SELECTION →
((

# How to transport goldfish overseas?



## catlady88 (Dec 9, 2016)

Hi everyone! I'm living in Germany now and have four goldfish living with my parents in England. Two of them are 15 years old and the other two are their babies! They are very dear to me. I really would love to continue looking after them here in Germany - I have a garden ready and waiting. The big question is how to transport them safely over here? And, is it worth it?

My idea is to drive to England via ferry and back again on my next trip home. However, the ferry has extremely steep ramps which will will cause serious unrest for the fish. My worst nightmare is them not surviving the trip. It is approx. eight hours in the car. 

I want to look after them myself, as my parents don't have the best approach to fish keeping and they would get better care with me.


----------



## Teddy-dog (Nov 2, 2017)

I'm sorry I don't know the answer to your question, I don't know anything about transporting fish.

I just wanted to say how lovely it is that you care so much for your fish and you've cared for them for so long! So many people I've met have goldfish as an 'easy' pet or a 'throwaway' pet (I know it's awful!) and don't really care for them. 

I hope you manage to get it sorted x


----------



## kimthecat (Aug 11, 2009)

I dont know if things change but when they traveled on a plane they were in in tough clear plastic bags that has some water and were then filled with oxygen and tied with an elastic band and then placed in stylafoam boxes .
I'm sure you will more info if you do a search or ask at your local aquatics store.

i think it is worth it .


----------



## Lurcherlad (Jan 5, 2013)

If in plastic bags with a squirt of oxygen such as they would be to bring home from the shop you purchased them from, they should be OK for a few hours.

If someone can hold the bag to counter any bumps or ramps (much like the mobile cameras at sport events) that will keep them much more comfortable.

Keep the temperature cool enough in the car too.

You know about laying the bag on the surface of the water to acclimatise and regulate temperature, etc. before releasing, I'm sure


----------



## catlady88 (Dec 9, 2016)

Lurcherlad said:


> If in plastic bags with a squirt of oxygen such as they would be to bring home from the shop you purchased them from, they should be OK for a few hours.
> 
> If someone can hold the bag to counter any bumps or ramps (much like the mobile cameras at sport events) that will keep them much more comfortable.
> 
> ...


Oh, yes that was the first thing the man in the aquatics store taught me twenty years ago. 
Good idea with holding the bag(s) during the ramps - I will have someone with me who can do that.


----------



## catlady88 (Dec 9, 2016)

Teddy-dog said:


> I'm sorry I don't know the answer to your question, I don't know anything about transporting fish.

))

[Source data]
((

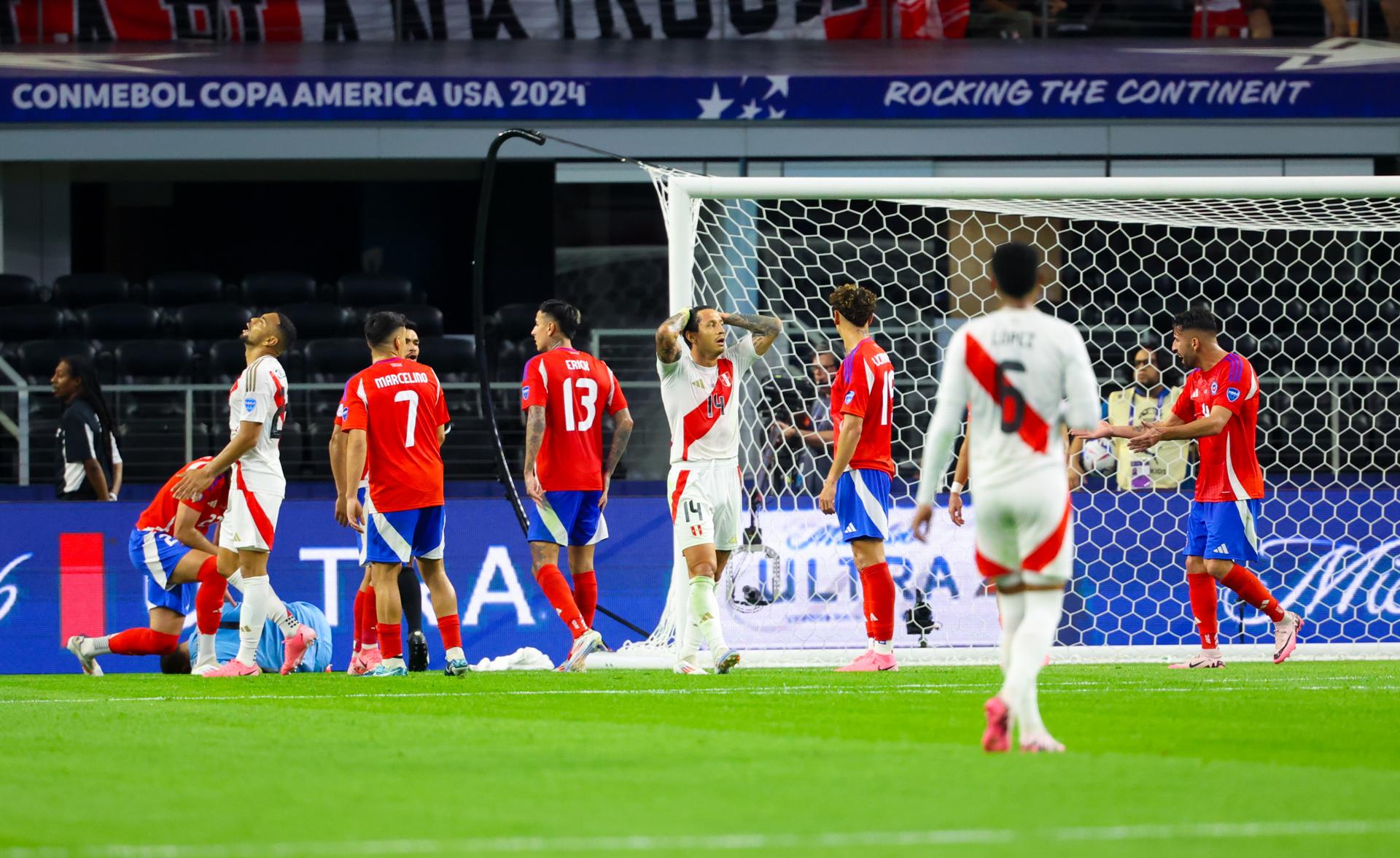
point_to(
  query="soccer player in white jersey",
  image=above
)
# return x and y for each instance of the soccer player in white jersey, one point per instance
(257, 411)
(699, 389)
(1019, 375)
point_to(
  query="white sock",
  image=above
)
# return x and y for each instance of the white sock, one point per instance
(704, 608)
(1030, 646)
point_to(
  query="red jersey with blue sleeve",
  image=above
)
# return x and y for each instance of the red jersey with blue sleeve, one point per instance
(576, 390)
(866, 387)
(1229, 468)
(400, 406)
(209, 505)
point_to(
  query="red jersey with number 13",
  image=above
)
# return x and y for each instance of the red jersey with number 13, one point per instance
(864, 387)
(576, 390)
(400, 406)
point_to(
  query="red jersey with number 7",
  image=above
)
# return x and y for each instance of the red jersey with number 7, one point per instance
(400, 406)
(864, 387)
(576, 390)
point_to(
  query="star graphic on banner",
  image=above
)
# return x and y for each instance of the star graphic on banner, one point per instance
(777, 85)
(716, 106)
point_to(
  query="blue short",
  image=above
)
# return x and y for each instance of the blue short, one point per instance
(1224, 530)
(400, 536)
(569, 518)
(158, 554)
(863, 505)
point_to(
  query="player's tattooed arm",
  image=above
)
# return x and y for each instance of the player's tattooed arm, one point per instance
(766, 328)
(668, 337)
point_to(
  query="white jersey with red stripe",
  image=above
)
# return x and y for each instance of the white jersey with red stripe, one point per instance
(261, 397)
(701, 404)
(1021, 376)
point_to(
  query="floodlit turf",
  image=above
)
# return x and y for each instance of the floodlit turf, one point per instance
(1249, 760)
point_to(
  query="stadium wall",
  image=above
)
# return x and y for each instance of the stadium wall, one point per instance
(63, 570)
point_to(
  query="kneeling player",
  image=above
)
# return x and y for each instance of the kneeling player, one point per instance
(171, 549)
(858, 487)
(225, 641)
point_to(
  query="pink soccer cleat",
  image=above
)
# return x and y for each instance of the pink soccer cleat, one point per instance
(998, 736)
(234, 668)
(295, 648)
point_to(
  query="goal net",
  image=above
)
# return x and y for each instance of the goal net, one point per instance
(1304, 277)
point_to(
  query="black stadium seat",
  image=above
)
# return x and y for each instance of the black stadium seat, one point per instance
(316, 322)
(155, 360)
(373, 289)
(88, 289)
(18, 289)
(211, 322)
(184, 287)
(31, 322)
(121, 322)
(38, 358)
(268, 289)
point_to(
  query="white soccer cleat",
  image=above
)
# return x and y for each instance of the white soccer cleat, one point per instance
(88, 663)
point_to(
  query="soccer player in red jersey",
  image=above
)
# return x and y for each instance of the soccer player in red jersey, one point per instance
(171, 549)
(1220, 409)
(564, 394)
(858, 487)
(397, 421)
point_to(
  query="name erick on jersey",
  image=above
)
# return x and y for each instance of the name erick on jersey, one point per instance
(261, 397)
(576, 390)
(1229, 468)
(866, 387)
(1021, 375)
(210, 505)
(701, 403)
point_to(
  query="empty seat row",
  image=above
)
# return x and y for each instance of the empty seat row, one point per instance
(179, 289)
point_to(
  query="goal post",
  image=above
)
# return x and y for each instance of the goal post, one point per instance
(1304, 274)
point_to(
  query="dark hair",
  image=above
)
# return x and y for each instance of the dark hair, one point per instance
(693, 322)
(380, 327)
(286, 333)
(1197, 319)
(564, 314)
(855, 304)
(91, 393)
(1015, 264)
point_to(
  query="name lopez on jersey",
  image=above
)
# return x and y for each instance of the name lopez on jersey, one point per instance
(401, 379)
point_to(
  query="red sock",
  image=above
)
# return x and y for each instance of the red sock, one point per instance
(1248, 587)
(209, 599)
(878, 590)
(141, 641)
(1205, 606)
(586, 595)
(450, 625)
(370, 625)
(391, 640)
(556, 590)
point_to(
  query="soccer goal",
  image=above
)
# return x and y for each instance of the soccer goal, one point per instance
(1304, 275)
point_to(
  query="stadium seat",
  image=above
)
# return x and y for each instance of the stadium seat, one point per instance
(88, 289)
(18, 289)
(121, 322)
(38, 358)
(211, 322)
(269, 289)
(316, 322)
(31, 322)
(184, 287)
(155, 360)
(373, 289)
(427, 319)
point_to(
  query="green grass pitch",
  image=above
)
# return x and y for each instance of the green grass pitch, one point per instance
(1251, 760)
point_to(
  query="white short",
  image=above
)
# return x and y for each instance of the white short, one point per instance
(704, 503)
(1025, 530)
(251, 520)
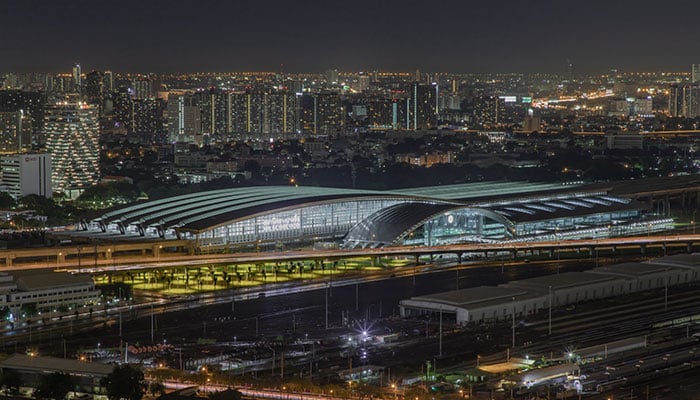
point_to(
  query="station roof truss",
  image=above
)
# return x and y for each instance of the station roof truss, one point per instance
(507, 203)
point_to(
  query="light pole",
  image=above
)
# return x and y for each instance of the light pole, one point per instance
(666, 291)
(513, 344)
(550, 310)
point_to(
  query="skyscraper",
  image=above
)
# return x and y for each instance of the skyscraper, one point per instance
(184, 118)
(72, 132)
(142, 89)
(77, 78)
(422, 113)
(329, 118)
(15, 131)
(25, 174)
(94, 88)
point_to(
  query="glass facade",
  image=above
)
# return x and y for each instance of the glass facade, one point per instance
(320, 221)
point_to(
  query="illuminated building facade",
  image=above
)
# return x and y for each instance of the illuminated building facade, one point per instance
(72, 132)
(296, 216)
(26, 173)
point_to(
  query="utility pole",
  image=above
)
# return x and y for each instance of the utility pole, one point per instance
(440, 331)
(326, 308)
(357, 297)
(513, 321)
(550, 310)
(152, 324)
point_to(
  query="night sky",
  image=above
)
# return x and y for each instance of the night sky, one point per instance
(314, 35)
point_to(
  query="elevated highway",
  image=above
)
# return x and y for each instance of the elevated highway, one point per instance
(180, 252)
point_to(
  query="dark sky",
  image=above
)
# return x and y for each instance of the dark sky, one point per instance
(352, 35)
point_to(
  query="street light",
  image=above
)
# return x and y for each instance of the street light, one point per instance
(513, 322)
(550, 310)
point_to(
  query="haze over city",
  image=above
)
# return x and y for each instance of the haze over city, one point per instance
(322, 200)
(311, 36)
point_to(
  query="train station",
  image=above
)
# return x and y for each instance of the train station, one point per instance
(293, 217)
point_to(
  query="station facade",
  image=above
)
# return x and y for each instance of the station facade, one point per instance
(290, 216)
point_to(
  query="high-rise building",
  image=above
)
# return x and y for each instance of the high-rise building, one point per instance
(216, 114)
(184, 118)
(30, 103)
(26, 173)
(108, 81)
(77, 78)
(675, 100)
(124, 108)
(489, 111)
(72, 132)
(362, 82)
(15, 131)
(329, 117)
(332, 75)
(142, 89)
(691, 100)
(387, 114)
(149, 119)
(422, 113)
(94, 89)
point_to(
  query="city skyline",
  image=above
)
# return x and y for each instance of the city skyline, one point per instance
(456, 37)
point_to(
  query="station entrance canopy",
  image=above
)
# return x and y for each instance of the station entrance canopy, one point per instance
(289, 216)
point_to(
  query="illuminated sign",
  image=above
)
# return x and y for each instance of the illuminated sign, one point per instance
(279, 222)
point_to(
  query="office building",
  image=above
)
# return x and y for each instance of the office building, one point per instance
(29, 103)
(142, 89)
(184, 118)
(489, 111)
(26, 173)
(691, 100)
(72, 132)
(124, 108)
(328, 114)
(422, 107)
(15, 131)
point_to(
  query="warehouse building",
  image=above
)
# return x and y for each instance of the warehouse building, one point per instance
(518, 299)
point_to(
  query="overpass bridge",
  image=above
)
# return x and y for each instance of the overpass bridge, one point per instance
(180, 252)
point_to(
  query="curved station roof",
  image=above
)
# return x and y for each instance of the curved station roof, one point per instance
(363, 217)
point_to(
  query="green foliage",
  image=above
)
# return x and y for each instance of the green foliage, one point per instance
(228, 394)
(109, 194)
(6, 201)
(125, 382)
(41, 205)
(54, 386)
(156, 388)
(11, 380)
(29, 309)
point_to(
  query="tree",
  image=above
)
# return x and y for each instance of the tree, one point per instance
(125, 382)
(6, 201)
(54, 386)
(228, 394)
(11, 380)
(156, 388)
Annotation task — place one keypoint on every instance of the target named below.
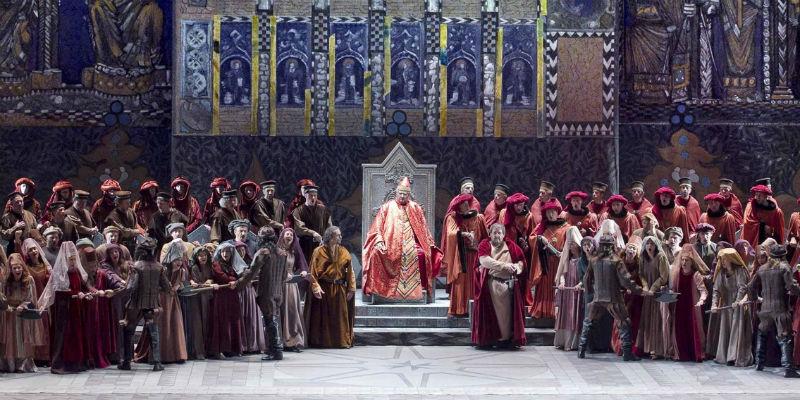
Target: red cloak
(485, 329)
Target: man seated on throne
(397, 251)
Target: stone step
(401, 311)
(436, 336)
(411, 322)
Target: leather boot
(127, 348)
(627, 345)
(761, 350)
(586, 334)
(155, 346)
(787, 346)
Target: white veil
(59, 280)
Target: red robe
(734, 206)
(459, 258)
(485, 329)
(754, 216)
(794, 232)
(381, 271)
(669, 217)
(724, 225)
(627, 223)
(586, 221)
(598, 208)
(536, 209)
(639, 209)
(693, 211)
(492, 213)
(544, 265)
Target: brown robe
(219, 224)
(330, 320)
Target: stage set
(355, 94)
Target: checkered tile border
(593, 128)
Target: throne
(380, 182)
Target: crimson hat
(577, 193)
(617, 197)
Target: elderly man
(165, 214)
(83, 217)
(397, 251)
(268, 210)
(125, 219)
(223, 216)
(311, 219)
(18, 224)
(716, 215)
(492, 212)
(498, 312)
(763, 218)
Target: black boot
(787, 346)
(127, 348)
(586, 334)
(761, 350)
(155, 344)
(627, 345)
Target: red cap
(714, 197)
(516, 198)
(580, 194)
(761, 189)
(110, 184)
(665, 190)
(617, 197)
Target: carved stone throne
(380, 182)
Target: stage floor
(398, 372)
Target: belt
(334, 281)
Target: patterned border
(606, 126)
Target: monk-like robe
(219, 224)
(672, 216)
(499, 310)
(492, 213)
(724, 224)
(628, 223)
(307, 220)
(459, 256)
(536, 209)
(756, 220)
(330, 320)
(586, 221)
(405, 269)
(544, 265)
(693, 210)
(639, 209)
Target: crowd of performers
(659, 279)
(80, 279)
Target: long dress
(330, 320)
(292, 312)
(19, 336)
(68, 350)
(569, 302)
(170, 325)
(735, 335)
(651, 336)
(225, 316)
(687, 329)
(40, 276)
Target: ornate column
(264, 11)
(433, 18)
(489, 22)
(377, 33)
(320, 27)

))

PROBLEM SET →
a – Name each distinct username that posts in the goldfish transport thread.
b – Pick up the goldfish transport thread after its final quoted sentence and write the next part.
These lines are separate material, unrelated to the goldfish thread.

EXERCISE RESULTS →
a – catlady88, Teddy-dog, kimthecat, Lurcherlad

b –
> 
> I just wanted to say how lovely it is that you care so much for your fish and you've cared for them for so long! So many people I've met have goldfish as an 'easy' pet or a 'throwaway' pet (I know it's awful!) and don't really care for them.
> 
> I hope you manage to get it sorted x


Oh thank you! It's sad isn't it when people see goldfish as throwaway pets!


----------



## catlady88 (Dec 9, 2016)

kimthecat said:


> I dont know if things change but when they traveled on a plane they were in in tough clear plastic bags that has some water and were then filled with oxygen and tied with an elastic band and then placed in stylafoam boxes .
> I'm sure you will more info if you do a search or ask at your local aquatics store.
> 
> i think it is worth it .


Sounds like a good set-up with the styrofoam!


----------



## Siskin (Nov 13, 2012)

Not so far of course, but we transported several large pond goldfish from North Yorkshire to Gloucestershire in 1992, a trip of some four to five hours in much the same manner as described above. The fish that came back with us had done the same journey up to Yorkshire five years previously. They were absolutely fine on both occasions

We had no pond for them to go into but were given a waterbutt and they lived in there for a few months until we were able to put in a pond in our new garden.

We don't have a pond now, had the garden redesigned a few years ago. The goldfish went to live in a pond belonging to the dry stone waller and are still alive and well


----------



## SusieRainbow (Jan 21, 2013)

catlady88 said:


> Oh thank you! It's sad isn't it when people see goldfish as throwaway pets!


My son got a fish when he was 8. It survived 2 housemoves ( local ) and lived till it was at least 20 yrs old. He left it wit us when he went to University, then moved around a bit, and the fish stayed on with us,definitely not a throw-away !
Good luck, I hope they travel well.


----------



## kimthecat (Aug 11, 2009)

catlady88 said:


> Sounds like a good set-up with the styrofoam!


:Hilarious Stylafoam . What was I thinking !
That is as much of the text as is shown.